━━━━━ PASSAGE SHOWN

Unemployment in the United States is still over 9%. Growth of the global economy is slowing, according to various international GDP measures. European banks are mired in what looks like a liquidity crisis due to bad sovereign debt and . . . well, you're familiar with the list. In response, stock markets seem to be zigging and zagging lower rather than higher. So, what kind of return should investors "expect" from their stock portfolios in the face of such bad economic news?
Professors Eugene Fama (University of Chicago Booth School of Business) and Kenneth French (Tuck School of Business at Dartmouth College) answered this question in a short blog post dated March 11, 2009, which, in hindsight, was within days of "the" market low point following the 2007-2008 financial crisis. At the time, they wrote this:
"The market has declined sharply in response to rough times and forecasts of future rough times. The decline in market prices combines two effects: (i) lower current and expected future profits, and (ii) higher discount rates for the expected future profits. The discount rate, in turn, has increased because uncertainty about future profits (in other words, risk) has increased and, apparently, because investors have become more risk averse. Higher discount rates for expected profits translate into higher expected stock returns.

━━━━━━━━━━
━━━━━ DATA RECORDS

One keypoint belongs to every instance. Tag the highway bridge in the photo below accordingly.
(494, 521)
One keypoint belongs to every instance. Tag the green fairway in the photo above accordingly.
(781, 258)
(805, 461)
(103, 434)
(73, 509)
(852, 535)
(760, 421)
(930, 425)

━━━━━━━━━━

**INSTRUCTIONS FOR THE TASK:** In the passage on expected stock returns, what date is given for the blog post by Fama and French? The rows play no part here.

**ANSWER BELOW:** March 11, 2009.